§ **Directions**: Which lines run from the one containing "of the nest" to the end of the entries? Quote them exactly, and nothing else.

§ **Excerpts from a dataset**:
>>>

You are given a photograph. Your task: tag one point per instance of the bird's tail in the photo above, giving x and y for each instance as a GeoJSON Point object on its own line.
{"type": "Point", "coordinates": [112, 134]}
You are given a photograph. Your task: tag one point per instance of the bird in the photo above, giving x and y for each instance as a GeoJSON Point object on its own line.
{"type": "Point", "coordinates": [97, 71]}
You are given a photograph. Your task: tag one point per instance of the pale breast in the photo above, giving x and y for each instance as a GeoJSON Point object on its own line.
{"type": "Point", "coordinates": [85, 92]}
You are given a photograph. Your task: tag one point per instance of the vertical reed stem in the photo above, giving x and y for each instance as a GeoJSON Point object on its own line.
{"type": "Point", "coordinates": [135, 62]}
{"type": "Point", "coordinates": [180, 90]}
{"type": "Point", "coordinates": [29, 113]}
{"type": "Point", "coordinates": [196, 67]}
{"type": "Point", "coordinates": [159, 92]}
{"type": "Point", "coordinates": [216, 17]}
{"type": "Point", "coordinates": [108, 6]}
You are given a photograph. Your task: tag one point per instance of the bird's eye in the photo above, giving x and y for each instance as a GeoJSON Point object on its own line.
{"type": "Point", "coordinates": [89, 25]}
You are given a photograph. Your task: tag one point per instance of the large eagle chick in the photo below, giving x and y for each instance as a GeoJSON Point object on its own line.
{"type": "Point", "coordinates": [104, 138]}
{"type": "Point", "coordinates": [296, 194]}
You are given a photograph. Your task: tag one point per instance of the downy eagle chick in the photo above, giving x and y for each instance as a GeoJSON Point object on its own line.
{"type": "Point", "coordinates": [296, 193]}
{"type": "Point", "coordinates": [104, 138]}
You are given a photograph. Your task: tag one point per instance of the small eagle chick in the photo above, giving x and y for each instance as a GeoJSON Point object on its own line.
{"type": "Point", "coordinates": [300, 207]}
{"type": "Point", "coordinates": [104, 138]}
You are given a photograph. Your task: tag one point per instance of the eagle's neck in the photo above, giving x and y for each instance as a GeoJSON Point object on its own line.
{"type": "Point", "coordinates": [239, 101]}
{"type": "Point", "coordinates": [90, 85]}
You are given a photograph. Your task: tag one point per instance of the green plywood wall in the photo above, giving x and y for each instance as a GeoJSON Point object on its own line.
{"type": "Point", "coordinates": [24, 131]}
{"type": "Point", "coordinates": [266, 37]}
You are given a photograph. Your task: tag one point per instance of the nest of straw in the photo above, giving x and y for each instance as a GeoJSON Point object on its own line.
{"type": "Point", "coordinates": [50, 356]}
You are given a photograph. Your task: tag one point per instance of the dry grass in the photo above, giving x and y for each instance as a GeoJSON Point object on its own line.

<<<

§ **Solution to the exercise**:
You are given a photograph. Your task: tag one point per instance of the nest of straw in the photo above, giving x and y for each instance as a GeoJSON Point object on its own line.
{"type": "Point", "coordinates": [50, 356]}
You are given a photograph. Your task: tag one point per instance of the dry grass in the photo above, giving x and y for each instance as a GeoJSON Point object on its own line.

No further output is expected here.